Document passage:
*****
# Mp3 player - stuck on pause?



## jadedxl (Nov 1, 2007)

I bought a Coby MP-C853 the other day, I put songs on it, and it played just fine. I still had 300 mb of room left, so I decided to put more songs on it, however it said that the capacity was filled, even though it most certainly was not. I looked into the issue, and saw that it was probably because the file system was FAT32, so I changed it to NTFS and was able to put more songs on it.

Now, I don't know if the above affects what my issue is, but now when I turn on the mp3 player it turns on, but only in pause mode. If I press the on/pause/off button, it will not enter playback, it stays in pause. I can turn it off though by holding it long enough, I just can't get it out of pause mode to be able to listen to music. I've tried new batteries, that didn't change a thing.

When I plug the mp3 player into my computer and choose the option to play music via windows media player, it plays fine on there.

Any tips on how to fix this will be greatly appreciated! I kinda really want to get this to work seeing as I'm going to be traveling all day within a few days.


----------



## DonaldG (Aug 23, 2007)

HI Jadedxl - Welcome to TSF :wave:

I cant help you with any practical advice, but I found this that might help:

MP-C853 manual

Regards
Donald


----------



## corbain983 (Aug 25, 2007)

try taking the battery out if it is frozen


----------
*****
Information shown:
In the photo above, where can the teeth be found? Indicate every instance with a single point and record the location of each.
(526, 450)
*****
Task objective: Retype the part of the MP3 player thread starting with "Now, I don't" and going on through "change a thing.", word for word.

Exercise answer:
Now, I don't know if the above affects what my issue is, but now when I turn on the mp3 player it turns on, but only in pause mode. If I press the on/pause/off button, it will not enter playback, it stays in pause. I can turn it off though by holding it long enough, I just can't get it out of pause mode to be able to listen to music. I've tried new batteries, that didn't change a thing.